◆ WHAT YOU HAVE TO DO
Your task is to print every entry below exactly as given.
++++ SOURCE RECORDS ++++
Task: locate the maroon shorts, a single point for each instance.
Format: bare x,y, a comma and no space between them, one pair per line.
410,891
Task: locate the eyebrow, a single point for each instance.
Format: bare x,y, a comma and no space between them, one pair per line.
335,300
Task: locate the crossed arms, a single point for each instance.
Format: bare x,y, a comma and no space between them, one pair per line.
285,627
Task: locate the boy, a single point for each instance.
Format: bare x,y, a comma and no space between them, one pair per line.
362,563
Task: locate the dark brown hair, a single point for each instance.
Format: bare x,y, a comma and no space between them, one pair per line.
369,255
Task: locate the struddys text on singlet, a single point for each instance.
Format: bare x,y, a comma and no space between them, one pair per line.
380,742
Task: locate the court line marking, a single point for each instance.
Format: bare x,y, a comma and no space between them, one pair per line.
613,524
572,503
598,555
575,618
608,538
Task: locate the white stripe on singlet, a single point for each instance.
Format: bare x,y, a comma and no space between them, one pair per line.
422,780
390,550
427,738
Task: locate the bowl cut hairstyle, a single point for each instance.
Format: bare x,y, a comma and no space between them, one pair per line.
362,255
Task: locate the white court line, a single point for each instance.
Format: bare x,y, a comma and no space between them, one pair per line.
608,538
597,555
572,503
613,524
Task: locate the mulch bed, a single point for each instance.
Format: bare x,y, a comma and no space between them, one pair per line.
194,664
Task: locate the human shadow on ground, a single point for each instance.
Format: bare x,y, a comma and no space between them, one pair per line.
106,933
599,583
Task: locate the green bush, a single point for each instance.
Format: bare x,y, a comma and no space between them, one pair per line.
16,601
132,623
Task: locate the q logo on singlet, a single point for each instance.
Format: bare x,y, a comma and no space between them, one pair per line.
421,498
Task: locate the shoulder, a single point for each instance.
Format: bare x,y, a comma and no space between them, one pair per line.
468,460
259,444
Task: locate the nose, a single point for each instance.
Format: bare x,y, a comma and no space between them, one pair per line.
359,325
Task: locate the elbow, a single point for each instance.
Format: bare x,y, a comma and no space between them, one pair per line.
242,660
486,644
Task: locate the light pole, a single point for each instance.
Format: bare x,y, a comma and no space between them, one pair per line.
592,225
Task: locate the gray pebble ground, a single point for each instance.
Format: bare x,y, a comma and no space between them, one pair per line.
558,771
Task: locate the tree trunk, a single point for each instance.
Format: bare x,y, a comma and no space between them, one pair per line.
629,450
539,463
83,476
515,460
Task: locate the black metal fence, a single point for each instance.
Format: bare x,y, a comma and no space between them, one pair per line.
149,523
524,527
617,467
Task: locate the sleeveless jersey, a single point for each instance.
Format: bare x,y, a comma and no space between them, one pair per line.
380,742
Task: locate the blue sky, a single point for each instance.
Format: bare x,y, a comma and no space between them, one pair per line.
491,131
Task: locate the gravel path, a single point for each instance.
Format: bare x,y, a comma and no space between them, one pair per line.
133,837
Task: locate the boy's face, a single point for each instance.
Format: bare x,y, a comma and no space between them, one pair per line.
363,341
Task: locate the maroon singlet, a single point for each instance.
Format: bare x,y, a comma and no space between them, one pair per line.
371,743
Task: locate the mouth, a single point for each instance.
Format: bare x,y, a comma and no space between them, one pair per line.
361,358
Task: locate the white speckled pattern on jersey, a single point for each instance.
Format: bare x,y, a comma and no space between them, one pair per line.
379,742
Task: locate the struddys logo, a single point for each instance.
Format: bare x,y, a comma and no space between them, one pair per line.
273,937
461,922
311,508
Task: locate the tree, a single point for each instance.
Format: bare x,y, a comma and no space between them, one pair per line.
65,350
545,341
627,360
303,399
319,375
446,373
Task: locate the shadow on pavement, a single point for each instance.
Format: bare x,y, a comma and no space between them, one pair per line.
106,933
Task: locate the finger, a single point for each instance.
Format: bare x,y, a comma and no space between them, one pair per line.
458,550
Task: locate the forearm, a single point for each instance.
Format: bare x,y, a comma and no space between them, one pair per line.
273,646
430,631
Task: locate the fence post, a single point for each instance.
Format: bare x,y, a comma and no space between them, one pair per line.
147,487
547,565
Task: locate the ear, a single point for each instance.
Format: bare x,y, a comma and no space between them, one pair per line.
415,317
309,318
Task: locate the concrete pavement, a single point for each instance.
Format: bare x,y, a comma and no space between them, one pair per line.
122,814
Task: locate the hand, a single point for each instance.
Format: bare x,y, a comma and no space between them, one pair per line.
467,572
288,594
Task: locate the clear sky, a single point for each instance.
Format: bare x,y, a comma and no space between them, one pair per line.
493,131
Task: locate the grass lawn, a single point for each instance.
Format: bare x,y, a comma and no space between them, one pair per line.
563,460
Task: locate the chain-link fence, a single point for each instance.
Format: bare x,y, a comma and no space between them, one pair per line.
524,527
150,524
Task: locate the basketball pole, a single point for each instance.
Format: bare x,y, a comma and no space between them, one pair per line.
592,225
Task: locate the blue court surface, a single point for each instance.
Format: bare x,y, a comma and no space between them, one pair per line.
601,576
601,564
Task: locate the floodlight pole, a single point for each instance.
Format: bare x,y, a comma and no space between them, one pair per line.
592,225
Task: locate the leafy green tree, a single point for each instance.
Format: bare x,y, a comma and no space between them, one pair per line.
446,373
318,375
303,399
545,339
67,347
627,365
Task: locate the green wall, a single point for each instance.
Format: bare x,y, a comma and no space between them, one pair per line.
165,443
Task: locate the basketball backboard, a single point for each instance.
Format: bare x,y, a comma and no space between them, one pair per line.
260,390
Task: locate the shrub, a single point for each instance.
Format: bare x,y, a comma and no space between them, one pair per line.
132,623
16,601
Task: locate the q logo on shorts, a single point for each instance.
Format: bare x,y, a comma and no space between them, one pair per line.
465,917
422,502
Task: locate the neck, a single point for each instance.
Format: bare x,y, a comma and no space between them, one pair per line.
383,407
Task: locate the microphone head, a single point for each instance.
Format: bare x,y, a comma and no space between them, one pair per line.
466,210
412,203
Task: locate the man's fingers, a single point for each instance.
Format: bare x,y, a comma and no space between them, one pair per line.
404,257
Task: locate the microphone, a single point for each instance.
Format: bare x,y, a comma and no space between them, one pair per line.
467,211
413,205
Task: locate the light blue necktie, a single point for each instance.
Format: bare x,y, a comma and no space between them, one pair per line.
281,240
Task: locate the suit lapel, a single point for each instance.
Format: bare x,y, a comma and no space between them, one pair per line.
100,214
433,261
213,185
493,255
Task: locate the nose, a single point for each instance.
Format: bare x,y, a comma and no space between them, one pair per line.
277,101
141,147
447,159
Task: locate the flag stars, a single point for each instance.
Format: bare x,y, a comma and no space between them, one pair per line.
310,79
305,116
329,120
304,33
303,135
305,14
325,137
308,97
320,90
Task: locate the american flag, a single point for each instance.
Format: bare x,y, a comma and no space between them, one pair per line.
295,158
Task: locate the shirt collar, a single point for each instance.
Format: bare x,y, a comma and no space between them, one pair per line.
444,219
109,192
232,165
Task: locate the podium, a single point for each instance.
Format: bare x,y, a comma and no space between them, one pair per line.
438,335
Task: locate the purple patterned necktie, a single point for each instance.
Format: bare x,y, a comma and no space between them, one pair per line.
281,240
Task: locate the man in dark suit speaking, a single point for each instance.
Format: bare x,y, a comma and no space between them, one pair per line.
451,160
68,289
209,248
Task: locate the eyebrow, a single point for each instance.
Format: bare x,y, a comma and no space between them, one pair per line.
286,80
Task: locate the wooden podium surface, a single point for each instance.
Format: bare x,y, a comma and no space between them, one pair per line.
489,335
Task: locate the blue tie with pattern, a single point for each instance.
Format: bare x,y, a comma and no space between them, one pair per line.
++++
◆ REPLY
Task: locate the maroon shorts, a single point for each instance.
Format: bare x,y, a comma and no space between them, one pair per line.
410,891
Task: locate the eyebrow, a single point for each instance.
Format: bare x,y, a comma and no space between them, one pair per line.
335,300
Task: locate the crossed arms, a single point for each instance.
Format: bare x,y, a comma and no space between them, one pair per line.
285,627
Task: locate the boy, a single point for each instance.
Format: bare x,y, a comma and no space between them, one pair per line.
362,563
Task: locate the dark brown hair, a single point for each instance.
Format: bare x,y, a comma and no space between them, one pair per line.
369,255
Task: locate the struddys text on singlet, a single point for each instance.
Format: bare x,y, a comma and no space between them, one pair per line.
380,742
Task: locate the court line marking, a single point for each instance.
Format: bare x,y, a comma and no space between them, one pair per line.
613,524
572,503
598,555
575,618
608,538
Task: locate the white stripe on singlet, a single point for each instance.
Format: bare x,y, a comma and no space between them, one pair per line.
422,780
390,550
427,738
Task: locate the bowl cut hairstyle, a single point for each instance.
Format: bare x,y, a comma and no space between them, one pair per line.
362,255
Task: locate the white court line, a single point for each instance.
Format: bare x,y, a comma and no space between them, one pair per line.
608,538
597,555
572,503
613,524
Task: locate the mulch bed, a single point for each instance.
Format: bare x,y, a comma and no space between them, one pair per line.
194,664
Task: locate the human shadow on ground, a single point for each instance.
Format: bare x,y, a comma and no space between them, one pair per line.
106,933
599,583
Task: locate the green bush, a single point for each instance.
Format: bare x,y, a comma and no space between them, one pair per line.
16,601
132,623
Task: locate the q logo on singlet, a single point for each instance.
Format: bare x,y, a comma and no space between them, one pair per line.
421,498
Task: locate the shoulder, a single point for each instance.
Format: bare x,y, a comma and no space between them, one pair per line.
468,460
259,444
Task: locate the nose, a single point for each instance.
Format: bare x,y, a comma and no space between them, one pair per line.
359,325
Task: locate the elbow, a single point for each instance.
Format: bare x,y, a comma and no space between them, one pair per line.
242,660
486,644
Task: locate the light pole, a single point for each instance.
Format: bare x,y, a comma and no space between them, one pair per line.
592,225
Task: locate the gray pebble ground, a single point for each instance.
Format: bare x,y, a comma and no space between them, one pair per line.
558,771
Task: locate the tree trunk, a single point for each instance.
Format: bare x,y, a comma and no space between them, one pair per line.
629,450
539,463
83,476
515,460
Task: locate the black metal fence, a single point for each instance.
Format: bare x,y, a comma and no space between them, one pair per line.
149,523
524,527
617,467
Task: locate the sleeveless jersey, a single point for each instance.
Format: bare x,y, a comma and no space between them, one pair per line.
380,742
Task: locate the blue sky, a single point for each instance.
Format: bare x,y, a comma and no space between them, one pair per line.
491,131
Task: locate the gravel path, a single point for each instance.
Format: bare x,y, a comma and no space between them, one pair per line.
133,837
Task: locate the boy's face, a single point for each instance.
Format: bare x,y, a comma and no space between them, one pair per line.
363,341
Task: locate the maroon singlet, a single point for each instance.
Format: bare x,y, a comma and no space between them, one pair per line.
371,743
Task: locate the mouth, a single point for each instance.
Format: bare x,y, a comma and no space between them, one pair per line.
361,358
Task: locate the white speckled pattern on jersey, a single point for each instance.
Format: bare x,y, a comma and no space between them, one pair per line.
379,742
Task: locate the struddys logo, a single point for each instance.
Format: bare x,y, a comma and no space between them, one pair per line.
273,937
461,922
311,508
Task: locate the tree, a single point for each instance.
Format: bare x,y, a comma and no space between them, one pair per line.
65,350
545,341
627,360
303,399
319,375
446,373
Task: locate the shadow on pavement, a single point for each instance.
Format: bare x,y, a comma and no space between them, one pair per line.
106,933
Task: locate the finger, a single point for each instance.
Format: bare x,y, a comma and no space between them, one pair per line.
458,550
Task: locate the forearm, a single point for each instance.
Format: bare x,y, a comma and no space between them, one pair per line.
273,646
430,631
Task: locate the fence post, a single point for each instance.
Format: bare x,y, a comma and no space between them, one pair per line.
147,487
547,565
Task: locate the ear, a single point for each instance.
Format: bare x,y, a comma and no space between them, one pair per line.
415,317
309,318
Task: locate the concrete pavement, a single point for each instance.
Format: bare x,y, a comma and no space between them, one pair per line.
122,814
Task: locate the hand, a single point for each instance.
Format: bare x,y, a comma and no space between them, one pair per line.
467,572
288,594
Task: locate the clear sky, a single point for each instance.
Format: bare x,y, a comma and no space between them, one pair per line.
493,131
Task: locate the grass lawn, a single point for each instance.
Format: bare x,y, a comma and no space between them, one pair per line.
563,460
Task: locate the chain-link fence, a single point for each instance.
Format: bare x,y, a comma and no space between them, one pair per line.
524,527
150,524
Task: locate the basketball pole, a single point for each instance.
Format: bare x,y, a comma and no space between them, one pair per line.
592,225
Task: locate the blue court surface, a single point for each instance.
Format: bare x,y, a comma and no space between them, one pair per line.
601,576
601,564
Task: locate the floodlight pole, a single point for each instance.
Format: bare x,y, a comma and no space between them, one pair per line.
592,225
Task: locate the leafy green tree, a single point for each instance.
Format: bare x,y, a comma and no space between them, one pair per line.
446,373
318,375
303,399
545,339
67,347
627,365
Task: locate the green wall, a single point for each instance.
Format: bare x,y, a comma and no space between them, one pair per line.
165,443
Task: locate the basketball backboard, a single point for each instance.
Format: bare x,y, a comma and no space between them, one pair per line.
260,390
Task: locate the shrub, a single point for each instance.
Format: bare x,y, a comma and no space between them, one pair per line.
132,623
16,601
Task: locate the q logo on shorts, a single point for each instance.
Format: bare x,y, a comma and no space between them, one pair per line.
465,917
422,502
Task: locate the neck, a single point for each instance.
Format: bare x,y, a comma and no space between them, one pair per line.
383,407
Task: locate the microphone head, a single point for each instance.
Format: bare x,y, a comma and no space between them, one pair per line.
466,210
412,203
Task: locate the man's fingers, a single point for each instance.
Format: bare x,y, a comma and no space between them, one pair per line.
404,257
Task: locate the microphone, a single point for each instance.
Format: bare x,y, a comma and no space between them, one pair per line.
467,211
413,205
Task: locate the light blue necktie, a single point for each instance.
Format: bare x,y, a comma and no space between them, one pair per line.
281,240
Task: locate the suit lapel, a single point for each instance.
Format: bare x,y, a comma and no space between them, one pair per line.
100,214
433,261
213,185
493,255
Task: locate the nose, a single point for each instance.
Format: bare x,y, a comma and no space between them, one pair per line.
277,101
141,147
447,159
Task: locate the flag stars, a single point for each instance.
Format: bare x,y, a comma and no space between them, one pair per line.
310,79
305,116
329,120
304,33
303,135
305,14
325,137
308,97
320,90
Task: locate the american flag, a single point for each instance.
Format: bare x,y, a comma and no space between them, one pair per line.
295,158
Task: locate the shirt collar, a single point for each instance.
Format: bare x,y, a comma and no space between them, one pair per line.
444,219
109,192
232,165
Task: locate the podium, a single point for each instance.
Format: bare x,y, a comma and no space between them, one pair per line.
438,335
Task: locate the purple patterned necktie, a single point for each instance.
Format: bare x,y, a comma and no space between them, one pair per line.
281,240
Task: locate the man in dark suit speaking, a single point for each instance.
Format: bare x,y, a comma and no space between them, one pair per line.
451,160
68,289
209,248
Task: locate the eyebrow, a single point for each instance.
Format: bare x,y, a comma and no space between them, one pair per line.
286,80
Task: locate the wooden podium surface, a single point for each instance.
Format: bare x,y, a comma and no space between them, one pair per line.
489,335
Task: locate the blue tie with pattern, a single point for each instance.
Format: bare x,y, a comma and no space between them, one pair per line.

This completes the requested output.